Can you rewrite the rows below so that "wildlife monitoring" becomes "habitat survey" throughout, with nothing else changed and the pictures left out?

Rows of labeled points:
_ _ _ _

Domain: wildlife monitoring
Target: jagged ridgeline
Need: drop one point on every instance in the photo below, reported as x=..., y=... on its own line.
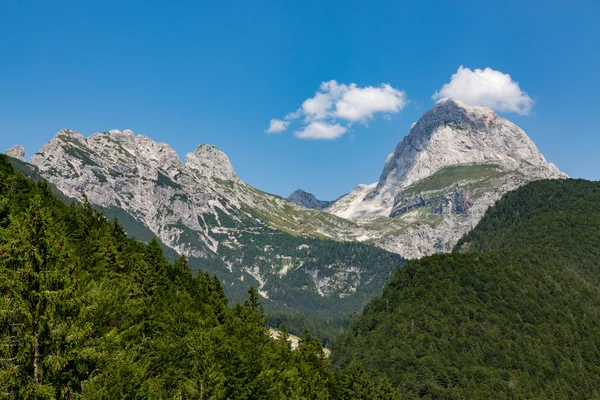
x=87, y=312
x=514, y=312
x=201, y=209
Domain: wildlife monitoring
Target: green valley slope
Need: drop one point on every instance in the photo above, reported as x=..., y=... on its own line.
x=514, y=312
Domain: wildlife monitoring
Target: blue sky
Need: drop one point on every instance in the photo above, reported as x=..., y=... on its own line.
x=217, y=72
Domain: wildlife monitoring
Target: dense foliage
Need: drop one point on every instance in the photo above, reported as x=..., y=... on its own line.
x=285, y=268
x=513, y=313
x=87, y=312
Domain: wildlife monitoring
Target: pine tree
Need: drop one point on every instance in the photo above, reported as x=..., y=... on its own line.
x=40, y=306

_ _ _ _

→ Solution:
Domain: habitat survey
Target: jagged ridgeline
Need: drop one point on every instance in the photo below, reported as x=..., y=... on its own line.
x=87, y=312
x=514, y=312
x=201, y=209
Domain: habitat survey
Target: green valley slope
Need: drop one point on every instance in the photo above, reported as x=..., y=... on its own line.
x=514, y=312
Domain: habitat survey
Target: blue sky
Need: drop one point on every instance in the photo above, reported as x=..., y=... on its own line.
x=217, y=72
Domain: habitat survey
Target: dense foliage
Need: drop one point on every instance in the photo above, reported as x=..., y=... on its own line.
x=285, y=268
x=513, y=313
x=87, y=312
Domain: habitat survey
Target: pine tree
Need: drop one point on every instance in the photo above, reported as x=..., y=... on its own line.
x=40, y=306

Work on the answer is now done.